▶ Work to complete: Reproduce every item below verbatim, leaving out the pictures.

▶ Material for this exercise:
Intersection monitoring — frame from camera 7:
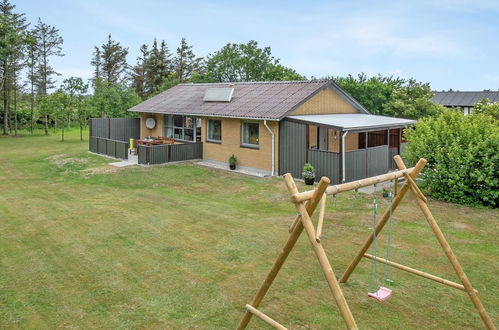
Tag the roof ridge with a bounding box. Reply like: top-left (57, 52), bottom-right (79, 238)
top-left (177, 79), bottom-right (330, 86)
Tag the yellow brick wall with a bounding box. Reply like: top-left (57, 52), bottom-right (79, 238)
top-left (201, 117), bottom-right (279, 173)
top-left (291, 88), bottom-right (358, 115)
top-left (140, 113), bottom-right (164, 139)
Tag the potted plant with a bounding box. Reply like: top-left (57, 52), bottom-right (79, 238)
top-left (229, 154), bottom-right (237, 170)
top-left (302, 163), bottom-right (315, 186)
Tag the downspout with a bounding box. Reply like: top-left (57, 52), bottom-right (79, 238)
top-left (341, 131), bottom-right (348, 182)
top-left (263, 119), bottom-right (275, 176)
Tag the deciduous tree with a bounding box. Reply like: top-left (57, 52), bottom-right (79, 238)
top-left (173, 38), bottom-right (203, 82)
top-left (90, 34), bottom-right (128, 84)
top-left (61, 77), bottom-right (89, 141)
top-left (205, 40), bottom-right (305, 82)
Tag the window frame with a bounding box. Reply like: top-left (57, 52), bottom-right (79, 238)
top-left (240, 120), bottom-right (260, 149)
top-left (163, 114), bottom-right (200, 143)
top-left (206, 118), bottom-right (223, 144)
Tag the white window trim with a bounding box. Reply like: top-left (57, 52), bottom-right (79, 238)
top-left (241, 120), bottom-right (260, 149)
top-left (206, 118), bottom-right (223, 144)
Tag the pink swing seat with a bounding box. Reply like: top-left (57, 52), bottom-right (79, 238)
top-left (367, 286), bottom-right (392, 301)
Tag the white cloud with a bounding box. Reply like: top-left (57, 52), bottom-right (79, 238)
top-left (335, 12), bottom-right (463, 56)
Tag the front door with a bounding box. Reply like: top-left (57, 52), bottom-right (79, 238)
top-left (319, 126), bottom-right (327, 151)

▶ Written solution:
Intersection monitoring — frame from camera 7:
Tag the roof ridge with a bounding box. Reply like: top-left (57, 52), bottom-right (79, 238)
top-left (177, 79), bottom-right (330, 86)
Tag the yellow brick wall with a bounding box. Reply like: top-left (57, 52), bottom-right (79, 238)
top-left (201, 117), bottom-right (279, 173)
top-left (291, 88), bottom-right (358, 115)
top-left (140, 113), bottom-right (164, 139)
Tag the potted plant with a bounding box. Reply like: top-left (57, 52), bottom-right (79, 238)
top-left (229, 154), bottom-right (237, 170)
top-left (302, 163), bottom-right (315, 186)
Tag the downspout with a bounding box. Reply like: top-left (57, 52), bottom-right (79, 238)
top-left (341, 131), bottom-right (348, 182)
top-left (263, 119), bottom-right (275, 176)
Tag the deciduous tree with a bounding box. Reply like: top-left (57, 52), bottom-right (79, 238)
top-left (173, 38), bottom-right (203, 82)
top-left (90, 34), bottom-right (128, 84)
top-left (61, 77), bottom-right (89, 141)
top-left (205, 40), bottom-right (305, 82)
Tag the window frame with a bounding box. Reply like: top-left (57, 52), bottom-right (79, 238)
top-left (240, 120), bottom-right (260, 149)
top-left (163, 114), bottom-right (200, 143)
top-left (206, 118), bottom-right (223, 144)
Tag the white window trim with a bounding box. Reply like: top-left (57, 52), bottom-right (79, 238)
top-left (241, 120), bottom-right (260, 149)
top-left (206, 118), bottom-right (223, 144)
Tag the pink swing seat with a bounding box. Reply like: top-left (57, 52), bottom-right (79, 238)
top-left (367, 286), bottom-right (392, 301)
Tag the white cloud with a bounding box. Reply like: top-left (57, 52), bottom-right (79, 238)
top-left (335, 12), bottom-right (463, 56)
Tag the front door with a bounding box. Reply like: top-left (57, 52), bottom-right (79, 238)
top-left (319, 126), bottom-right (327, 151)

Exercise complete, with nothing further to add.